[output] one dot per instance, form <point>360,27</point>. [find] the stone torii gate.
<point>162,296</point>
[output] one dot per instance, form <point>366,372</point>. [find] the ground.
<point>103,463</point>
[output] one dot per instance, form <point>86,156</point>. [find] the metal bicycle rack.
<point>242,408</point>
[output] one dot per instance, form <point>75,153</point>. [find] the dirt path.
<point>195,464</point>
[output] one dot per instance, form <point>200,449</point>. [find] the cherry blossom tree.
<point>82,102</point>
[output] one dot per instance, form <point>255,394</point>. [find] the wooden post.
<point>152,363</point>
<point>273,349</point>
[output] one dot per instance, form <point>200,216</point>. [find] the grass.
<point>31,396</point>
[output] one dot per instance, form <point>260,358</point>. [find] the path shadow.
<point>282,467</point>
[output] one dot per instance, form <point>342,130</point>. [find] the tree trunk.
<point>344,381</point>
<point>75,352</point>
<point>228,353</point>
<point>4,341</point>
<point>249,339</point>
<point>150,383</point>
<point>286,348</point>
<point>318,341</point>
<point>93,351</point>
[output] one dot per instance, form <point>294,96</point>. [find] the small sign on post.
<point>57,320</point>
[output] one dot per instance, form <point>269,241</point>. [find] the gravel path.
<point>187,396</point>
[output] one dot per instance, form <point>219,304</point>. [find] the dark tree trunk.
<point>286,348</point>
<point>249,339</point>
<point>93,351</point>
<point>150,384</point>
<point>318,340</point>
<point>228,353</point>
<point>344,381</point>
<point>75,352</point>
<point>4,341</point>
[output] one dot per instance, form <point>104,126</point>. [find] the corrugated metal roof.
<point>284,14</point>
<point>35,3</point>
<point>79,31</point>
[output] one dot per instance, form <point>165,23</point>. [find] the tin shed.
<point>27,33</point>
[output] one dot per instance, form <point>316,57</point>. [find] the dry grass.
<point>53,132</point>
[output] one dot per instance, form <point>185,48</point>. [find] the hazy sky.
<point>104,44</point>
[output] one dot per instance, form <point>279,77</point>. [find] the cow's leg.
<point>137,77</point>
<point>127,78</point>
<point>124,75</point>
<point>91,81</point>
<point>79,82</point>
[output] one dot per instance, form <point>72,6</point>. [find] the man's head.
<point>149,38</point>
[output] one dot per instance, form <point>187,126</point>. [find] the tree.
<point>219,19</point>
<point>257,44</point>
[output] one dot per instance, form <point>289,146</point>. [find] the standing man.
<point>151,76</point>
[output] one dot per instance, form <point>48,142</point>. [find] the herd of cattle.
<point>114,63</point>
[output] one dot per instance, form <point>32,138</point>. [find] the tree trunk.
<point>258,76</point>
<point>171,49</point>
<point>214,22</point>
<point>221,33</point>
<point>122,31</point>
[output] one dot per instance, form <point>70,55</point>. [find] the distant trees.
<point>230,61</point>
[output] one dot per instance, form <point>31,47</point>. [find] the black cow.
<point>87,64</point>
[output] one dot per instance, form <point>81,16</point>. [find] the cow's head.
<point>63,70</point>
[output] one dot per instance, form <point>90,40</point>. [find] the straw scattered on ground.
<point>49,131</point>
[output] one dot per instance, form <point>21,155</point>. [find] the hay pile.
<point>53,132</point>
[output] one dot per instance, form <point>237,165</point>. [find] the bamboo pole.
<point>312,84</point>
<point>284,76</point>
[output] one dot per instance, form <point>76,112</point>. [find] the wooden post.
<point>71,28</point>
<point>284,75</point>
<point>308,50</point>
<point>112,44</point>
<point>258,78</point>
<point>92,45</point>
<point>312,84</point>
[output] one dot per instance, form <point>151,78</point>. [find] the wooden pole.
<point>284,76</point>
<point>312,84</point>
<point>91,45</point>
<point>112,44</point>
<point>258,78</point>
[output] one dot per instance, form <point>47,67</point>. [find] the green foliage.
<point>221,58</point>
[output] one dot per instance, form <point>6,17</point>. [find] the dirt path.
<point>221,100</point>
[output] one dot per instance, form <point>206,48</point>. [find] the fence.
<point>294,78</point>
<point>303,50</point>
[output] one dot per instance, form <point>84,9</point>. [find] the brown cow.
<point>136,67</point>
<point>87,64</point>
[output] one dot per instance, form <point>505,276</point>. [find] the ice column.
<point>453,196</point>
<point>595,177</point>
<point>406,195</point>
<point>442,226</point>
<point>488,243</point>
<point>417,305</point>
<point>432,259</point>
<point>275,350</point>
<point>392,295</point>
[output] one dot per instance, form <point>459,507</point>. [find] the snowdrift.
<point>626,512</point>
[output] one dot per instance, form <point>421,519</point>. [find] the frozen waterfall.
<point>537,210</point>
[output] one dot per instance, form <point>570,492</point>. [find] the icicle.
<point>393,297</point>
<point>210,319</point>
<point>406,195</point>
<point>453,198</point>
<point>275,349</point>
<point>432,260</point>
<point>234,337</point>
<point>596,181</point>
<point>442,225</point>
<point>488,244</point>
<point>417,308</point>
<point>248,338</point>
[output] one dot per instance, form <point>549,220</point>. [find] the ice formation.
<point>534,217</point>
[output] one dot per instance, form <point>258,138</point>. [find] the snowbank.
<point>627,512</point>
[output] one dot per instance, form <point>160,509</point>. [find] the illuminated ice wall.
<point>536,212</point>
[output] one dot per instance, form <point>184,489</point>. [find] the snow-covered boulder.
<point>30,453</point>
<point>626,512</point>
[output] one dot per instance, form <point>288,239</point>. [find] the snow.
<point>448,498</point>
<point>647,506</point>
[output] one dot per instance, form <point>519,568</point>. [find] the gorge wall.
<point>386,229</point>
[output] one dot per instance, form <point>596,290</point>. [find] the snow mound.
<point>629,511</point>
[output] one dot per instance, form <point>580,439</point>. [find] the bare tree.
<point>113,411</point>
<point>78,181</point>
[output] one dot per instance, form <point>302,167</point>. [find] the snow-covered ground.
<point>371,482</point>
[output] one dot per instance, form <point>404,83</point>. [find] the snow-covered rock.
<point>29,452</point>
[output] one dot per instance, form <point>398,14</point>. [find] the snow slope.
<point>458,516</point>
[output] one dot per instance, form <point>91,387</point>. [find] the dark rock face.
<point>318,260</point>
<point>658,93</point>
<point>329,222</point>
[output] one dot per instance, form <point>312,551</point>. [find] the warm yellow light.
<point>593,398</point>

----

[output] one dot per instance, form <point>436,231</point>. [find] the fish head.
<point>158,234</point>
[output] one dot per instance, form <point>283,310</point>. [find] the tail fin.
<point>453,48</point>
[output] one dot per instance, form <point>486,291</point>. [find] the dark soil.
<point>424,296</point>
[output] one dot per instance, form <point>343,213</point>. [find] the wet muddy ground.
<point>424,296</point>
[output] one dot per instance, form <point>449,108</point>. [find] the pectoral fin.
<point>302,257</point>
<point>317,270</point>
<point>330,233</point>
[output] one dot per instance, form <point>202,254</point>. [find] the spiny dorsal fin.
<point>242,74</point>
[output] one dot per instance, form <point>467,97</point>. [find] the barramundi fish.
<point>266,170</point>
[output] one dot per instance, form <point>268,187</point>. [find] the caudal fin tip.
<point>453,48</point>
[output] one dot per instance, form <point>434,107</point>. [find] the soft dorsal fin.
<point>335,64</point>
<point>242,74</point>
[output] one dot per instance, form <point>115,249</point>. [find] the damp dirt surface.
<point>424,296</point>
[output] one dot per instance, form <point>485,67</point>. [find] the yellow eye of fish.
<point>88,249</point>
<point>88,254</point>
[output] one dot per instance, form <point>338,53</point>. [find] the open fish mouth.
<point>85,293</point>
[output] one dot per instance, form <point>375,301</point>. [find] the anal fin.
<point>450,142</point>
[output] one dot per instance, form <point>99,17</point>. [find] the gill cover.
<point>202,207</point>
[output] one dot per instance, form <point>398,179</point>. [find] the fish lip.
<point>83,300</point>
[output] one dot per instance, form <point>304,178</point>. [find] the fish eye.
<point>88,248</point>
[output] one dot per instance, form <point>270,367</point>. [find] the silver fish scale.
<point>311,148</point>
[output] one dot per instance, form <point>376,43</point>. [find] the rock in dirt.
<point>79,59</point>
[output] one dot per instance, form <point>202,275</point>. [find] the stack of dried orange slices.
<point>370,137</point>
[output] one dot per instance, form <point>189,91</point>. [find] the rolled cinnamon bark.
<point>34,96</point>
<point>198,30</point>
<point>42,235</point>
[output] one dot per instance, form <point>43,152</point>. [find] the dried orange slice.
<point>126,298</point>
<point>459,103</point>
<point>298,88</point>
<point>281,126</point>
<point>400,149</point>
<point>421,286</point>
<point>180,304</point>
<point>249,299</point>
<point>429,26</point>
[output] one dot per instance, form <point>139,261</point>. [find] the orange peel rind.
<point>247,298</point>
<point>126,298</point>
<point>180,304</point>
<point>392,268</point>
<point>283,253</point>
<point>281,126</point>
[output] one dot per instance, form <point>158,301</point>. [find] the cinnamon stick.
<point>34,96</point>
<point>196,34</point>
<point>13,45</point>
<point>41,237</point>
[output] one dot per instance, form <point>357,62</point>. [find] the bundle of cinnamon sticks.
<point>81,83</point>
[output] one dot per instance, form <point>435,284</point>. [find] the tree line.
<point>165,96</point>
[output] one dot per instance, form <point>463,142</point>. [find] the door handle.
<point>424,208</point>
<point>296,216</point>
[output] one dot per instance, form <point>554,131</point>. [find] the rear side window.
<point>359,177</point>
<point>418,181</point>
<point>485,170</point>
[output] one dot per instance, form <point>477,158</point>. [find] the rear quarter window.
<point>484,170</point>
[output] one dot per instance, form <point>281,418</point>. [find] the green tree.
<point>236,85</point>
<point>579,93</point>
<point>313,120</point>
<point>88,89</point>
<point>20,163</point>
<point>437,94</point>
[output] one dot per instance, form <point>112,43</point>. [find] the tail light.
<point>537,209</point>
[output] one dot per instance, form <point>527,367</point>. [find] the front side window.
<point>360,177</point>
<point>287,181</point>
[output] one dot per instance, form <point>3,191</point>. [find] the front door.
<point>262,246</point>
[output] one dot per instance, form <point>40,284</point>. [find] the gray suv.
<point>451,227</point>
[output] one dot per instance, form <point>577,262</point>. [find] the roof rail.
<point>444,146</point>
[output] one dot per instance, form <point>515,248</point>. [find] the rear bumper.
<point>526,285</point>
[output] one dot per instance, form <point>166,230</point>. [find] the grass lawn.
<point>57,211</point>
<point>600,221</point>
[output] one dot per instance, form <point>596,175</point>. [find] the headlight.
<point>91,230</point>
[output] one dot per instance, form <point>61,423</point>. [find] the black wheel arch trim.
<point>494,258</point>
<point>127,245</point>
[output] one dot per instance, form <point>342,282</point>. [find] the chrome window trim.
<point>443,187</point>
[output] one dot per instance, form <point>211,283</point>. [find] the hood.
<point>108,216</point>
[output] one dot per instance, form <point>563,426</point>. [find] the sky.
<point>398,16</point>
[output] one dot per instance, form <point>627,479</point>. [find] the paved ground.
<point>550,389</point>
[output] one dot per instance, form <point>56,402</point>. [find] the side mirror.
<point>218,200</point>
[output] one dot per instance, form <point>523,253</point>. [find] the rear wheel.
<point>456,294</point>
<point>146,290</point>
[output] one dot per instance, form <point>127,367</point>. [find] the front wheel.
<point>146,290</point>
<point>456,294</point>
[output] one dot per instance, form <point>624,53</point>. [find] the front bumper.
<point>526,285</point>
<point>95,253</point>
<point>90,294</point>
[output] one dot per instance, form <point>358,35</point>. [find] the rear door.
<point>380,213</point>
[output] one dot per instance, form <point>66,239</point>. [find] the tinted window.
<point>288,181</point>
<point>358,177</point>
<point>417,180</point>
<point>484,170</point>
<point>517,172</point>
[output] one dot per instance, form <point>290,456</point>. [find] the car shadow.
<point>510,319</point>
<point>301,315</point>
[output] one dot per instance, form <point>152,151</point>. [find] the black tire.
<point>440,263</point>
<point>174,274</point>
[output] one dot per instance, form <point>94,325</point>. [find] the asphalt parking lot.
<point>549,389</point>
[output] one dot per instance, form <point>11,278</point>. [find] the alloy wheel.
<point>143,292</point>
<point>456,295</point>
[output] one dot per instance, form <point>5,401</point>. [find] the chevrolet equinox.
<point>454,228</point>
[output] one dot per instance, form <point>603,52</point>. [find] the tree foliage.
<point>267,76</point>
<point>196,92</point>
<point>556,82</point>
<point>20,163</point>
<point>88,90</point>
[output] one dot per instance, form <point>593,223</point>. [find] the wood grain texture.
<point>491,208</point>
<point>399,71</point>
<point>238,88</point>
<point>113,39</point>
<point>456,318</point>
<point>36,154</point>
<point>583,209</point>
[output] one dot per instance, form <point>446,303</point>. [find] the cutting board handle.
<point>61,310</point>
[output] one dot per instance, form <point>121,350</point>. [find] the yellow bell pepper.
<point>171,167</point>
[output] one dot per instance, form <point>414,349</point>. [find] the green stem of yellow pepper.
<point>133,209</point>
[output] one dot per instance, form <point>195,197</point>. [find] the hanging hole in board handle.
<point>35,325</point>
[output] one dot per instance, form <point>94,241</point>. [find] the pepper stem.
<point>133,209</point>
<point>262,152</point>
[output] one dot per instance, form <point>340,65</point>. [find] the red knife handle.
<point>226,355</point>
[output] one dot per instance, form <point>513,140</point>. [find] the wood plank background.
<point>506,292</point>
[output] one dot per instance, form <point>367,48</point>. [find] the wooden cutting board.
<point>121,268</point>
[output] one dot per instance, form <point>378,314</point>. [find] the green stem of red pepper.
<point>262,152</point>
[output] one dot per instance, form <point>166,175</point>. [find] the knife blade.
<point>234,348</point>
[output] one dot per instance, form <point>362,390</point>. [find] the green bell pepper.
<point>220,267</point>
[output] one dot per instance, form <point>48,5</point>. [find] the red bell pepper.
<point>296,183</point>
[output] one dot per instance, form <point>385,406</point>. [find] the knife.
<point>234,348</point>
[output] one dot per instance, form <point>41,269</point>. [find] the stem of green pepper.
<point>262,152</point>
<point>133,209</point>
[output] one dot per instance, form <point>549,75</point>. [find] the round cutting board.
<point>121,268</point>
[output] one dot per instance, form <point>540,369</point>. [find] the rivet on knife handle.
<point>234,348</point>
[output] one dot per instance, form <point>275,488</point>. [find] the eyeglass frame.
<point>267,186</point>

----

Copy the entries from the line with "[output] one dot per instance, form <point>187,126</point>." to the line with "<point>151,76</point>", swapping "standing man" for "seated man" and leaving everything else unchanged.

[output] one dot per instance, form <point>187,126</point>. [find] the tree.
<point>219,19</point>
<point>257,44</point>
[output] one dot per instance, form <point>289,146</point>. [find] the seated man.
<point>151,76</point>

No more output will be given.